• TASK REQUIREMENTS:
Word for word, write the lines below out again, with no pictures.

• Image-backed grounding data:
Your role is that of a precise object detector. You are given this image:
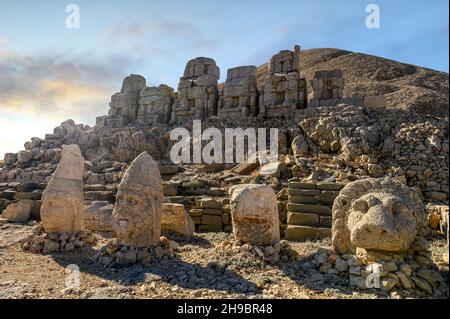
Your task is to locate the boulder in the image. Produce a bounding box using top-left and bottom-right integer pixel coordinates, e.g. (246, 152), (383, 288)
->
(292, 135), (309, 156)
(17, 150), (32, 164)
(4, 153), (17, 165)
(229, 184), (279, 245)
(1, 199), (33, 222)
(161, 203), (195, 238)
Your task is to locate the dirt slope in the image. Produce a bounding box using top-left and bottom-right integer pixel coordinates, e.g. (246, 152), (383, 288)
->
(257, 48), (449, 117)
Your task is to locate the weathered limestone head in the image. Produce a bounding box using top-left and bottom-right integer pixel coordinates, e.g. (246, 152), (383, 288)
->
(182, 57), (220, 80)
(41, 144), (84, 234)
(268, 45), (301, 75)
(332, 178), (428, 255)
(229, 184), (280, 246)
(226, 66), (257, 82)
(112, 151), (163, 247)
(137, 84), (174, 124)
(120, 74), (146, 94)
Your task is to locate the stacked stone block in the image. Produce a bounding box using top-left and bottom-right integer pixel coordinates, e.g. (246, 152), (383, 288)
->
(218, 66), (259, 120)
(188, 197), (232, 232)
(136, 85), (174, 125)
(0, 182), (43, 223)
(284, 178), (343, 240)
(259, 45), (307, 118)
(172, 57), (220, 123)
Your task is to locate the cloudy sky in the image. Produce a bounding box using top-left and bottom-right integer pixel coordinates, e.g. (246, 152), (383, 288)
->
(0, 0), (448, 157)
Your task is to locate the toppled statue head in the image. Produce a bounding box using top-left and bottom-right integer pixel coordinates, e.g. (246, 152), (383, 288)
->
(112, 152), (163, 247)
(332, 178), (428, 255)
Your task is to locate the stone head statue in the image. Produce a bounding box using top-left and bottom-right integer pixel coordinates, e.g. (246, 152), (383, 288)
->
(112, 152), (163, 247)
(332, 178), (428, 255)
(41, 144), (84, 235)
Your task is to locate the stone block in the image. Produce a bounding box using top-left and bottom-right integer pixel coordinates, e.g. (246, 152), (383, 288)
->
(287, 203), (332, 215)
(202, 214), (223, 226)
(287, 212), (319, 226)
(284, 225), (331, 240)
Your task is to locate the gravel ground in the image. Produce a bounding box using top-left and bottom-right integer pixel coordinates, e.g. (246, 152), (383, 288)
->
(0, 223), (448, 299)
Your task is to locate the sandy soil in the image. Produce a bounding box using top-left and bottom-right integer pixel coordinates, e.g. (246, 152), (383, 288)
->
(0, 223), (448, 299)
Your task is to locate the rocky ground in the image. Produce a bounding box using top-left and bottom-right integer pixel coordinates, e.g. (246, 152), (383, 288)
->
(0, 223), (447, 299)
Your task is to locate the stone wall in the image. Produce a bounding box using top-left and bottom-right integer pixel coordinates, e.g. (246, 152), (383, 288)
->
(284, 179), (343, 241)
(0, 182), (42, 223)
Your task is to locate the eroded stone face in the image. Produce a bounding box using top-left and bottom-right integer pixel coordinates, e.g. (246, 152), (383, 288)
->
(229, 184), (280, 246)
(41, 144), (84, 235)
(112, 152), (163, 247)
(332, 178), (428, 255)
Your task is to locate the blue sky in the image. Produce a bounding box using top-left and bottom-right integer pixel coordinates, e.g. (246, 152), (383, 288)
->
(0, 0), (448, 157)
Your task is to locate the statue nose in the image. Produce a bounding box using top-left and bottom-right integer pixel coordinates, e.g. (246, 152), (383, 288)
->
(362, 205), (395, 235)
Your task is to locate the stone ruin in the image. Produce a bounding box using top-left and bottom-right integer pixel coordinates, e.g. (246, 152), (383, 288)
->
(218, 66), (259, 119)
(97, 74), (146, 127)
(0, 43), (446, 298)
(314, 177), (445, 296)
(97, 75), (177, 128)
(137, 85), (175, 125)
(94, 151), (179, 267)
(229, 184), (280, 246)
(40, 144), (85, 235)
(171, 57), (220, 124)
(309, 69), (344, 106)
(21, 144), (95, 254)
(260, 45), (307, 118)
(112, 151), (163, 247)
(332, 178), (428, 255)
(214, 183), (299, 264)
(93, 44), (392, 128)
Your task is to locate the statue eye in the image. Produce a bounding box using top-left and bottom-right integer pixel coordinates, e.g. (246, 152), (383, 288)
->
(339, 198), (348, 206)
(352, 199), (368, 213)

• WRITTEN RESPONSE:
Your role is that of a precise object detector. You are given this image:
Your task is to locate the boulder in the image. Produce a bounding box using top-left and bottom-right integer pixel coordinates, e.g. (246, 152), (383, 288)
->
(292, 135), (309, 156)
(17, 150), (32, 164)
(4, 153), (17, 165)
(229, 184), (279, 245)
(1, 199), (33, 222)
(161, 203), (195, 238)
Your task is to locate the dirt slope in the image. Produce a bounding box using top-left and bottom-right integer pixel coordinates, e.g. (246, 152), (383, 288)
->
(257, 48), (449, 117)
Your task is to locate the weathered limestone head in the image. Produce a bounding box using top-left and bottom-right integer pixel coordinates, e.g. (246, 152), (383, 288)
->
(182, 57), (220, 80)
(41, 144), (84, 234)
(268, 45), (301, 75)
(332, 178), (428, 255)
(229, 184), (280, 246)
(226, 66), (257, 82)
(112, 151), (163, 247)
(137, 84), (174, 124)
(120, 74), (146, 94)
Your task is to locate the stacked stone block in the image. Produce a bounding box using top-left and bottom-right integer pixel coordinates, e.g. (246, 152), (383, 288)
->
(218, 66), (259, 120)
(188, 197), (232, 232)
(136, 85), (174, 125)
(0, 182), (43, 223)
(284, 178), (343, 240)
(259, 45), (307, 118)
(172, 57), (220, 123)
Your task is to locate the cloudy sky in the image. Produce a bounding box using top-left and bottom-right integer pixel coordinates, e.g. (246, 152), (383, 288)
->
(0, 0), (448, 157)
Your task is to locate the toppled statue head in the image. Produce a bounding box using top-left and bottom-right integer pixel coordinates, e.g. (246, 152), (383, 288)
->
(112, 152), (163, 247)
(332, 178), (428, 255)
Your task is to locate the stone head statue in the image. Produce a bounding box using top-left and bottom-right integer pixel coordinates, e.g. (246, 152), (383, 288)
->
(112, 152), (163, 247)
(332, 178), (428, 255)
(41, 144), (84, 235)
Your task is to locate the stone block in the image. Produce a bounding box using top-left and bottom-right integer pixel coordinates, e.g. (246, 152), (383, 288)
->
(287, 203), (332, 215)
(202, 214), (223, 226)
(287, 212), (319, 226)
(284, 225), (331, 240)
Your task is to locate the gravel ground in the image. Produce a bounding box using top-left and bottom-right integer pixel coordinates, e.g. (246, 152), (383, 288)
->
(0, 223), (448, 299)
Your task is to locate the sandy soil in the image. Produce a bounding box using top-left and bottom-right integer pixel coordinates, e.g. (246, 152), (383, 288)
->
(0, 223), (448, 299)
Your task is to locate the rocky ground in the image. Produce a bounding box using top-left and bottom-right integer pixel coordinates, e.g. (246, 152), (383, 288)
->
(0, 223), (447, 299)
Your task is to locate the stone wall in the image. Produce a bounding box using top-left and bottom-right integer pixel coordinates, e.g. (246, 152), (383, 288)
->
(284, 179), (343, 241)
(0, 182), (42, 223)
Your task is to locate the eroded stone face in the image. Produce a bounding box using top-left and bottom-right integer pixel coordinates, e.g. (246, 152), (383, 288)
->
(229, 184), (280, 246)
(41, 144), (84, 235)
(112, 152), (163, 247)
(332, 178), (428, 255)
Your task is to locate the blue sky in the image. Produce a bounding box using top-left and bottom-right integer pixel coordinates, e.g. (246, 152), (383, 288)
->
(0, 0), (448, 157)
Your task is to locate the statue nose in the image. Produce a bounding box using top-left and bottom-right integer pixel coordinates, e.g. (246, 152), (383, 288)
->
(362, 205), (395, 235)
Your task is to locate the stone ruin in the image. Produce a bounding box using top-left and bottom-right integer pixel coordinates, e.g. (246, 152), (383, 288)
->
(218, 66), (259, 119)
(97, 74), (146, 127)
(0, 43), (446, 298)
(314, 177), (445, 296)
(97, 75), (177, 128)
(137, 85), (175, 125)
(94, 151), (179, 267)
(229, 184), (280, 246)
(40, 144), (85, 235)
(171, 57), (220, 124)
(309, 69), (344, 106)
(21, 144), (95, 254)
(260, 45), (307, 118)
(112, 151), (163, 247)
(332, 178), (428, 255)
(214, 183), (299, 264)
(93, 44), (392, 128)
Your task is to locate the statue eye in the image. Produce a bounding box using top-left and bottom-right integer pixel coordinates, e.g. (246, 152), (383, 288)
->
(339, 198), (348, 206)
(352, 199), (368, 213)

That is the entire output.